[Dataset rows]

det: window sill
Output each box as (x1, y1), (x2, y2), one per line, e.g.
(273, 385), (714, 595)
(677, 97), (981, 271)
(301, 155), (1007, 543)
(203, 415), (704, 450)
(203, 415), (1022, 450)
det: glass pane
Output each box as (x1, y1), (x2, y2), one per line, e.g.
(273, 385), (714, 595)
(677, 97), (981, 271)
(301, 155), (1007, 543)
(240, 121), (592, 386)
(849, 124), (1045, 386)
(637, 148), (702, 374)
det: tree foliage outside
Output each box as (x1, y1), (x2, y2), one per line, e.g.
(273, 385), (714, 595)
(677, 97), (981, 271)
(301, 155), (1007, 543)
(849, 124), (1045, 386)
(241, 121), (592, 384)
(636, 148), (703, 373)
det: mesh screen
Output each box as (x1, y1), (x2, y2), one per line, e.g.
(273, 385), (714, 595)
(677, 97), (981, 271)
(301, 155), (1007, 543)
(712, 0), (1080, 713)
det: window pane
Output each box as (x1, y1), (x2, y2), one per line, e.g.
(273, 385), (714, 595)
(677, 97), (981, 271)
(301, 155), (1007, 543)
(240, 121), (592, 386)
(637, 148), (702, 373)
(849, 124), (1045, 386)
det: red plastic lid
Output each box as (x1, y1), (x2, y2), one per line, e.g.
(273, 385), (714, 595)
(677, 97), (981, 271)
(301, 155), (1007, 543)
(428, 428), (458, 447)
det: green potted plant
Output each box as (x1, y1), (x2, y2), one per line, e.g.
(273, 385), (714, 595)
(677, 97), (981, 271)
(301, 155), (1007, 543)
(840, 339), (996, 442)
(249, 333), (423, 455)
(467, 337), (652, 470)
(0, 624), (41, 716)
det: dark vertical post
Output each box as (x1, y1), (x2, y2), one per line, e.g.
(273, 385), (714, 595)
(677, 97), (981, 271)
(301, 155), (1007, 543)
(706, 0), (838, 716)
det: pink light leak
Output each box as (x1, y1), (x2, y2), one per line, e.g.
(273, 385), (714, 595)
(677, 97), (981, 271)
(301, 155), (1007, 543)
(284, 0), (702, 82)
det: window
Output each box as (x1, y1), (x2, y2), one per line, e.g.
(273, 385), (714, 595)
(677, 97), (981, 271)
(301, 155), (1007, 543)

[Instructions for the task]
Please rewrite everything from the line containing "det: dark vertical post" down to the end of the records, requests included, and shift every box coordinate in the answers up by 148. Give only those lines.

[Response]
det: dark vertical post
Output each box as (x1, y1), (x2, y2), one per line, e.g.
(273, 385), (714, 595)
(677, 97), (981, 271)
(301, 155), (1007, 543)
(854, 148), (986, 864)
det: pink light leak
Output each box as (x1, y1), (x2, y2), one per line, e.g.
(273, 385), (714, 595)
(677, 97), (981, 271)
(301, 155), (1007, 543)
(432, 148), (850, 230)
det: window
Output each box as (x1, y1), (x2, y2), one per line, e.g.
(273, 385), (714, 595)
(677, 97), (981, 271)
(301, 155), (1007, 543)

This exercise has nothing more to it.